- [OBJECTIVE] Convert the lines from the one containing "the sky, then" through the end of the rows below into a Markdown table with the columns No. and Line, leaving out blank lines. Number each line in No. and put its text in Line.

* START DATA EXTRACT *

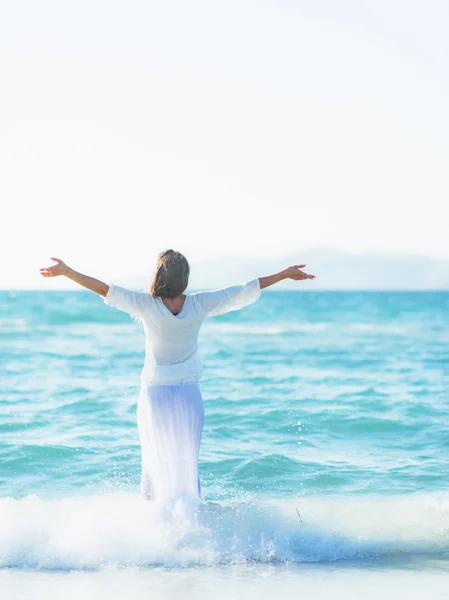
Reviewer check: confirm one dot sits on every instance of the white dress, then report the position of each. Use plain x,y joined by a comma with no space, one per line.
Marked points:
170,413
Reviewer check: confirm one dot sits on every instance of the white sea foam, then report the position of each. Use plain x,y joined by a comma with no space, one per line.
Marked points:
98,532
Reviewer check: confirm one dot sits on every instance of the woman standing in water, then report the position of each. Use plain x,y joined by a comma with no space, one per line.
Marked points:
170,412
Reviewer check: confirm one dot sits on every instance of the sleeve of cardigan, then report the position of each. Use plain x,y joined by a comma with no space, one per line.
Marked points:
129,301
234,297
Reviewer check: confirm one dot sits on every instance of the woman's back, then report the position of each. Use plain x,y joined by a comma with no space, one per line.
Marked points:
171,340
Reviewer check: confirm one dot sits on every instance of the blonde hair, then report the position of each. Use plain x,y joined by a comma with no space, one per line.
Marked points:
172,274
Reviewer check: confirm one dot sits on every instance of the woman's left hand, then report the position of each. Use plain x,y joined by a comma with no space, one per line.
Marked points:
294,272
55,270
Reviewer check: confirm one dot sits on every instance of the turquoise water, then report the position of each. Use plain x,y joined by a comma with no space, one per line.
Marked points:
333,405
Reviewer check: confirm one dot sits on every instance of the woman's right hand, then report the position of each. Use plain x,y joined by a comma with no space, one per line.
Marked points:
55,270
294,272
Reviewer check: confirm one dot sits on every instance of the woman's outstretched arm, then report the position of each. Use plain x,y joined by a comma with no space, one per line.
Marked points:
88,282
293,272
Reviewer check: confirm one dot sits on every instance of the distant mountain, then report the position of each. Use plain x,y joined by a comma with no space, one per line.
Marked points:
334,270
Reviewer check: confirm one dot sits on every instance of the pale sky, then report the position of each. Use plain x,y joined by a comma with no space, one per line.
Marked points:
220,129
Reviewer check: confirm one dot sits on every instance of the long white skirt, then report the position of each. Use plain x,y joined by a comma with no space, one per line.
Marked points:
170,420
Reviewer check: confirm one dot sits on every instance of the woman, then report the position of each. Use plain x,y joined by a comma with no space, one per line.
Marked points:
170,412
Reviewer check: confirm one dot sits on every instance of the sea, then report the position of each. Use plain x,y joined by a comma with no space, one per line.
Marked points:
324,463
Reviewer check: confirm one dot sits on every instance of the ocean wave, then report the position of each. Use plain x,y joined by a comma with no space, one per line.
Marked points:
97,532
317,327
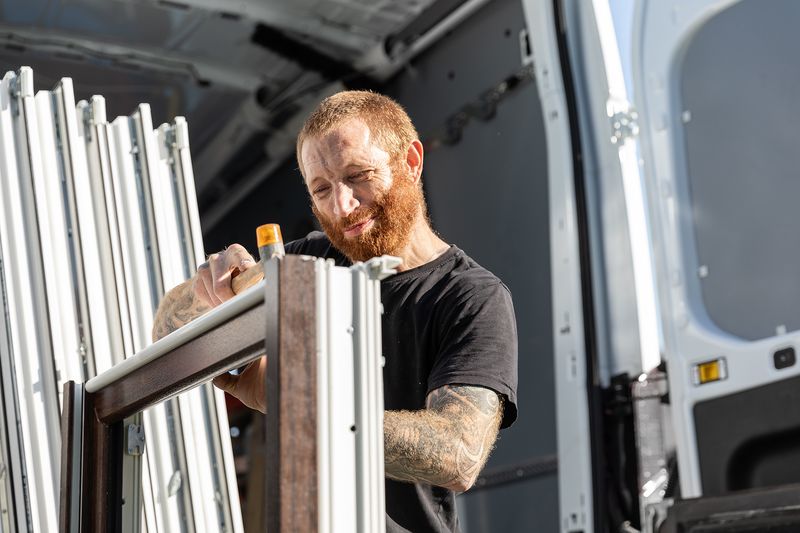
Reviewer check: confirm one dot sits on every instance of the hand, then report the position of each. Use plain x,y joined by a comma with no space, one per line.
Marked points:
249,387
212,283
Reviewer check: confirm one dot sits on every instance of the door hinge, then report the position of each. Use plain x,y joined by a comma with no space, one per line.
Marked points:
624,126
135,439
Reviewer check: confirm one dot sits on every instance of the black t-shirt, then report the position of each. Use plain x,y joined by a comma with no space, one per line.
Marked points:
449,321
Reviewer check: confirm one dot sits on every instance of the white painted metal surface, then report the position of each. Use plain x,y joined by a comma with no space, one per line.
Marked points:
572,416
663,31
84,206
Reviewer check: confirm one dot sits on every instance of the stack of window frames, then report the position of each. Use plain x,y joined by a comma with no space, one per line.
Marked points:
97,220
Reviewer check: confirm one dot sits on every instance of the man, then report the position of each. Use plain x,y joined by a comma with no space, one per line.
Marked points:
449,332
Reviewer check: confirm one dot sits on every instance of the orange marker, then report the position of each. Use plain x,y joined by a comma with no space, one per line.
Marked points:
270,242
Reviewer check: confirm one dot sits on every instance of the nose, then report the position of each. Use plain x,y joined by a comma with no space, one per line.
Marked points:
344,201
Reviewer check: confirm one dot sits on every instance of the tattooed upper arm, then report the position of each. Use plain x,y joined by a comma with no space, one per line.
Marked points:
477,411
447,443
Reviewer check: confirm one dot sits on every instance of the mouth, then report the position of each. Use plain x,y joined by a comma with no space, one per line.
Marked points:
358,229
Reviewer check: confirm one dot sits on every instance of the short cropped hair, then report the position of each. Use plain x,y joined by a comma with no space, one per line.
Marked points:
388,122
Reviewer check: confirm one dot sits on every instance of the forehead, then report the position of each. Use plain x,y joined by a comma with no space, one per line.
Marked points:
349,143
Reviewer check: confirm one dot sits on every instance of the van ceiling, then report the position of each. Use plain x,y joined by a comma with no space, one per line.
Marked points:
243,72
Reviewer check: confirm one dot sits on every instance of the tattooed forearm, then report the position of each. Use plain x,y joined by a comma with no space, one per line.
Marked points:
446,444
178,307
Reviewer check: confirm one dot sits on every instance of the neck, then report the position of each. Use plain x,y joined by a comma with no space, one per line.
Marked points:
423,246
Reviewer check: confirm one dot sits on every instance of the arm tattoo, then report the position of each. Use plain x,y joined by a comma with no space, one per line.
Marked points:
447,443
178,307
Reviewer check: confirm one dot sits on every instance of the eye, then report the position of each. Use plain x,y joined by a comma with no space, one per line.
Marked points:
359,176
321,191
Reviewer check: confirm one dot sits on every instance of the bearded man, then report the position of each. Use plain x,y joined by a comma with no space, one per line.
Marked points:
449,332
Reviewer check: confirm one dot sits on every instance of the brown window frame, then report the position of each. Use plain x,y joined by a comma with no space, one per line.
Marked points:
283,324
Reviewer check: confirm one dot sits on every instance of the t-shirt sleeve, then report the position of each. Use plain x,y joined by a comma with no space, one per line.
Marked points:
478,345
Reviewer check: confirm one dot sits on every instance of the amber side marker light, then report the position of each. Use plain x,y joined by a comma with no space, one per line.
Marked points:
710,371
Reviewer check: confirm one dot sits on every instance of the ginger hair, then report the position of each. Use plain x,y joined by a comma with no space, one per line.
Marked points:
387,121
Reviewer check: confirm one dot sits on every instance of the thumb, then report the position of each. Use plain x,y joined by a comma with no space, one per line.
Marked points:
226,382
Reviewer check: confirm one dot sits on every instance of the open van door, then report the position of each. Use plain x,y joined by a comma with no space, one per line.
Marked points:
715,86
604,313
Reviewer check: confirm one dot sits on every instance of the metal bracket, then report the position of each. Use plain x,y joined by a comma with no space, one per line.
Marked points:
382,267
624,126
135,439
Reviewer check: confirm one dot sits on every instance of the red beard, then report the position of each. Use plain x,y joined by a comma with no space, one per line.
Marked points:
394,212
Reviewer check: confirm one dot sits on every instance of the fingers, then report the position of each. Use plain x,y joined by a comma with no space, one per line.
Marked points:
212,284
249,386
226,382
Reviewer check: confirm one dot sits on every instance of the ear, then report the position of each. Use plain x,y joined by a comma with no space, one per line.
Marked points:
414,158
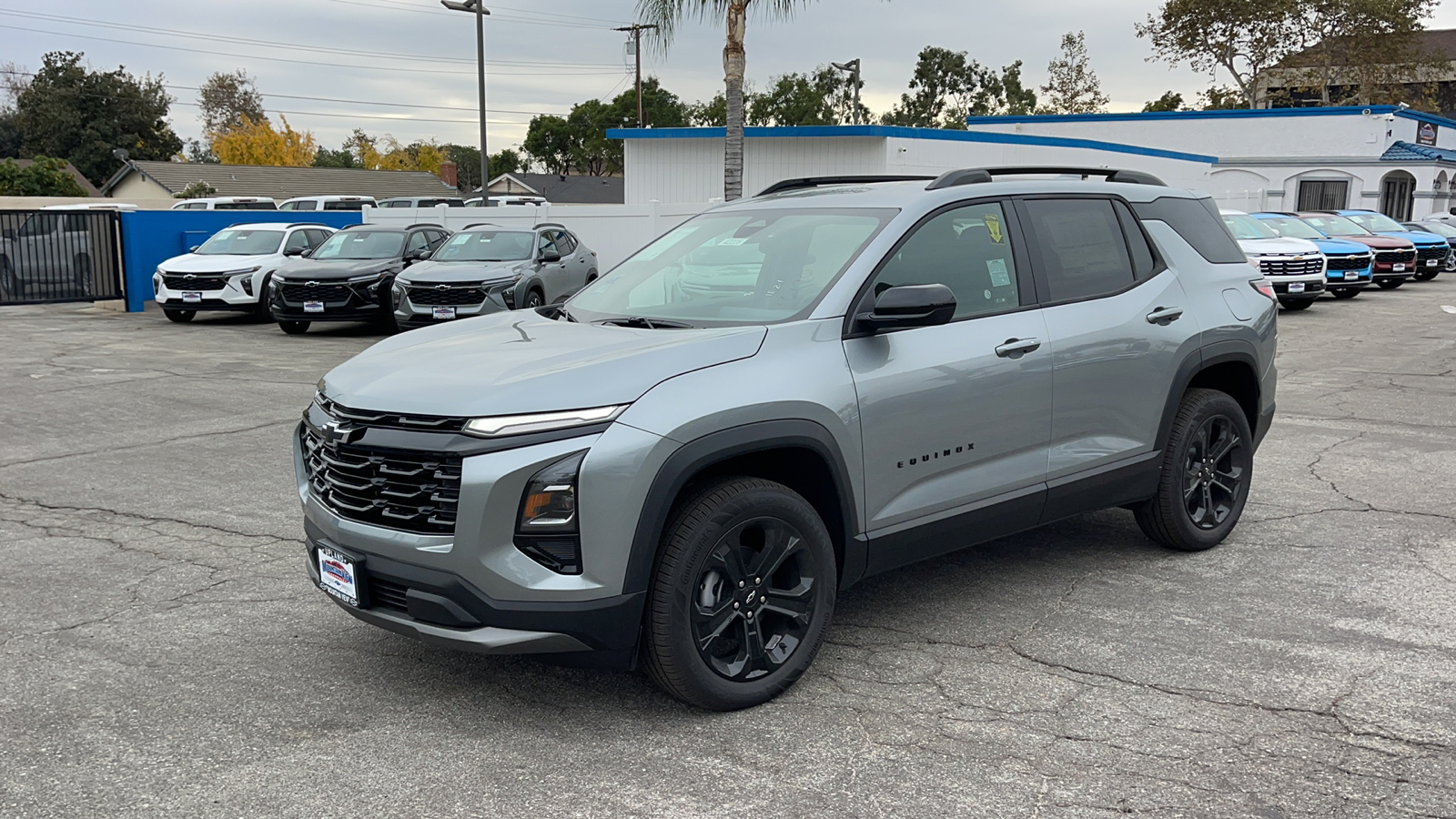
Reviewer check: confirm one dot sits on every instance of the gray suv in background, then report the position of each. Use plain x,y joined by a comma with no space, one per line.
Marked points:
684,477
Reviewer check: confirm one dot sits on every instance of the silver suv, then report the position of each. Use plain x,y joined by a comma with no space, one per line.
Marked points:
686,477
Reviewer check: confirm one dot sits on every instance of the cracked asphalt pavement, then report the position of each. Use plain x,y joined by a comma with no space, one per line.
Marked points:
162,652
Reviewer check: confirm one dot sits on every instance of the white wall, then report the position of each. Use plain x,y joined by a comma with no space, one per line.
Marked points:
613,232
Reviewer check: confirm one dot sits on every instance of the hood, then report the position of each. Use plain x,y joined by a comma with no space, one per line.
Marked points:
436,273
1419,239
521,361
1280,245
1340,247
334,268
197,263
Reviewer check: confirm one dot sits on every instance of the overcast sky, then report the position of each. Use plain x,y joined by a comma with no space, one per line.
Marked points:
383,63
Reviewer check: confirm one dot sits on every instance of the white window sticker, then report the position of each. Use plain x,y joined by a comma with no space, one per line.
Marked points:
997,270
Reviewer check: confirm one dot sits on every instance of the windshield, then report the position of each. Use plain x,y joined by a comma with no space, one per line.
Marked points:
734,268
361,245
242,244
1249,228
1375,222
1290,227
487,247
1336,227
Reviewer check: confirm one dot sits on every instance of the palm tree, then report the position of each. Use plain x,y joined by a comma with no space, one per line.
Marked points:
669,14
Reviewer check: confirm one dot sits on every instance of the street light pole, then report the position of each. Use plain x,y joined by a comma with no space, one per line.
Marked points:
478,7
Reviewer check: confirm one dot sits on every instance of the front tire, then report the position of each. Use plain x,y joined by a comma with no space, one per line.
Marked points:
1206,472
742,596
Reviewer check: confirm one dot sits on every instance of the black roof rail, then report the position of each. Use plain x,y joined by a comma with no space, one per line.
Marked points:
858,179
977,175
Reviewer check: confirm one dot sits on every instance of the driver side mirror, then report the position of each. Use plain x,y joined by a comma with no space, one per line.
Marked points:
909,305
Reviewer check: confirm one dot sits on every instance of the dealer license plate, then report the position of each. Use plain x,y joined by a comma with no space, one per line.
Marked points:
339,576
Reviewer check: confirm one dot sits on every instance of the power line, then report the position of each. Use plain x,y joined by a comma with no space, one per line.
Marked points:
570,73
277,44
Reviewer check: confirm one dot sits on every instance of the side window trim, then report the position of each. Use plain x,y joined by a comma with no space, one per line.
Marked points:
1026,288
1038,266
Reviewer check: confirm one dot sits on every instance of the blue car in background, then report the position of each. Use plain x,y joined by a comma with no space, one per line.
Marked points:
1349,264
1431,249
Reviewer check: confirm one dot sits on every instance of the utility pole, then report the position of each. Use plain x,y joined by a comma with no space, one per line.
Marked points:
478,7
852,69
637,51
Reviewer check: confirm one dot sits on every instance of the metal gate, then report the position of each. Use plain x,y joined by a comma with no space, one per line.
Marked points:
58,256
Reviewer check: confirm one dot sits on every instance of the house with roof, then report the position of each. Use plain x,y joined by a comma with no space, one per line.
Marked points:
143,179
560,188
686,165
1385,157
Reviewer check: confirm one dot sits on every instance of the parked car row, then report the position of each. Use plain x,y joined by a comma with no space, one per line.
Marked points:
1307,254
346,203
395,278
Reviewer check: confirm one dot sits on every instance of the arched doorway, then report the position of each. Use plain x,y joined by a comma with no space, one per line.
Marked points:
1398,196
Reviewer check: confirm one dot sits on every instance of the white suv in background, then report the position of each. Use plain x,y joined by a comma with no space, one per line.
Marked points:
230,271
1295,267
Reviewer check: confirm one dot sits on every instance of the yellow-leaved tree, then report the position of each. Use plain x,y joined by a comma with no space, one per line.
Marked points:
259,143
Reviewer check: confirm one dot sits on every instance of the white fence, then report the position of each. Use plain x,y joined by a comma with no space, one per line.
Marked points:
613,232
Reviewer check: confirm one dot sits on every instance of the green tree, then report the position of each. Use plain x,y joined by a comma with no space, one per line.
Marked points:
82,116
1072,85
667,15
1169,101
1242,36
46,177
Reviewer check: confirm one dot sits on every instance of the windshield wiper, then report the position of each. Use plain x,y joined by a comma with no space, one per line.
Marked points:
647,324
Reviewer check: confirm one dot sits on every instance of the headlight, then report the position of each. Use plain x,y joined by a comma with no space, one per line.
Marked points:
501,426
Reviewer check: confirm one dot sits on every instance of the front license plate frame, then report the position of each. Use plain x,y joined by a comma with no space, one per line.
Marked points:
339,576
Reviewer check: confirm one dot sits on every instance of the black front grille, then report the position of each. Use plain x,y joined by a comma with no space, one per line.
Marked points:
412,491
388,595
446,298
392,420
313,292
1350,263
1292,266
196,283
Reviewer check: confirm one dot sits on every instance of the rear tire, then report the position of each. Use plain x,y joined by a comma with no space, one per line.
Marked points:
742,595
1206,472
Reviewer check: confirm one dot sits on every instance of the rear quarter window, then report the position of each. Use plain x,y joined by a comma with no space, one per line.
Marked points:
1198,223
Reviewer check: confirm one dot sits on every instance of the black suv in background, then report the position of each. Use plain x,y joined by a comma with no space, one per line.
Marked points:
349,276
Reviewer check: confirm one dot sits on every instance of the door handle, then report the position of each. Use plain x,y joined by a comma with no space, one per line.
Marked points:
1018,347
1164,315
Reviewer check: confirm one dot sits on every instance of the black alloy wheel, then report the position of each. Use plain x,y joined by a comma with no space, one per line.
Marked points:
754,599
742,595
1215,468
1205,477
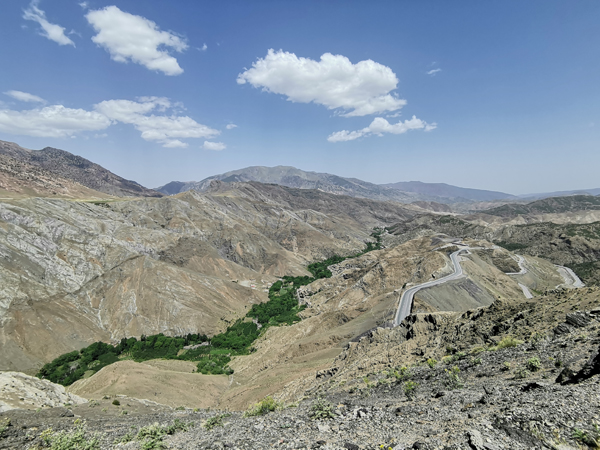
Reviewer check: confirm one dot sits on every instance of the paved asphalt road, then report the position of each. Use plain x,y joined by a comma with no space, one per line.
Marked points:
407,297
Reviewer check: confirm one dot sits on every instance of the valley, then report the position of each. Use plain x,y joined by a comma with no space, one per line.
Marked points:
221,297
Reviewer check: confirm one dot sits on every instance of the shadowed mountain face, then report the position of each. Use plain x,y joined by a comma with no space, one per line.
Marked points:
21,179
552,205
296,178
77,169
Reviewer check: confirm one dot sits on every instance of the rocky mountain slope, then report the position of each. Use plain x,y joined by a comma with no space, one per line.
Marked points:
296,178
65,165
552,205
78,272
576,245
448,191
20,179
516,375
361,295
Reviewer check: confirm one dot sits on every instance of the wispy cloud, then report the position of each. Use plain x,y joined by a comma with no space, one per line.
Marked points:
49,30
215,146
166,129
52,121
154,117
25,96
134,38
379,126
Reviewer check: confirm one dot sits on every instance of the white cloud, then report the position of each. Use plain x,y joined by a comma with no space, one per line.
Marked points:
380,126
360,89
59,121
175,143
134,38
25,96
162,128
216,146
49,30
52,121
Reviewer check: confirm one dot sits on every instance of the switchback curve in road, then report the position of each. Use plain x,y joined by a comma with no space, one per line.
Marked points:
407,296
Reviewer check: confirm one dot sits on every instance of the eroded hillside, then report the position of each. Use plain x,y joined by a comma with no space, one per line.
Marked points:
78,272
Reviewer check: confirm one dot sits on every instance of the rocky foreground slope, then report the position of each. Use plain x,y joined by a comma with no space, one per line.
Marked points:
518,376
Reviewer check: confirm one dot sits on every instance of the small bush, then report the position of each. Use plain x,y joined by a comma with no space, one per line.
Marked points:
263,407
409,389
586,437
70,440
321,409
453,380
507,342
402,374
215,421
533,364
4,424
178,425
521,373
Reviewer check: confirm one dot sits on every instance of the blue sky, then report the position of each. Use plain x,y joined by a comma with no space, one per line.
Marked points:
500,95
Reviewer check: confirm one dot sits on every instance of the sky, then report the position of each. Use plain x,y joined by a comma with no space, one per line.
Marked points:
500,95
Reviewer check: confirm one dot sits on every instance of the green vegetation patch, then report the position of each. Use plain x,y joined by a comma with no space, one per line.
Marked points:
215,354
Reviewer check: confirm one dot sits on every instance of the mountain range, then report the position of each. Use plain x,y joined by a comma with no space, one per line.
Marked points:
67,166
405,192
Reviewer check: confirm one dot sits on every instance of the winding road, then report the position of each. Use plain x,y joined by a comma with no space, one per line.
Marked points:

* END DATA EXTRACT *

- [SOLUTION]
| No. | Line |
|---|---|
| 1 | Reviewer check: confirm one dot sits on every instance of the sky, then report the position of each. Use plain x,y joined by a comma with no space, one per line. |
| 2 | Marked points: |
| 3 | 500,95 |
| 4 | Reviewer check: confirm one dot sits on every instance of the green vegetation patch, then report the position of each. Use plain x,y joined by a comma with no space, one per line. |
| 5 | Marked points: |
| 6 | 215,354 |
| 7 | Reviewer check: confirm one dot sits on every instance of the mountain range, then report the position of each. Use plain x,y joined by a comma with no space, one per line. |
| 8 | Marked points: |
| 9 | 67,166 |
| 10 | 405,192 |
| 11 | Reviewer check: confirm one dot sits on every instance of the winding road, then report the position of each. Use plain x,y joined by a comma with no space, one per line. |
| 12 | Marked points: |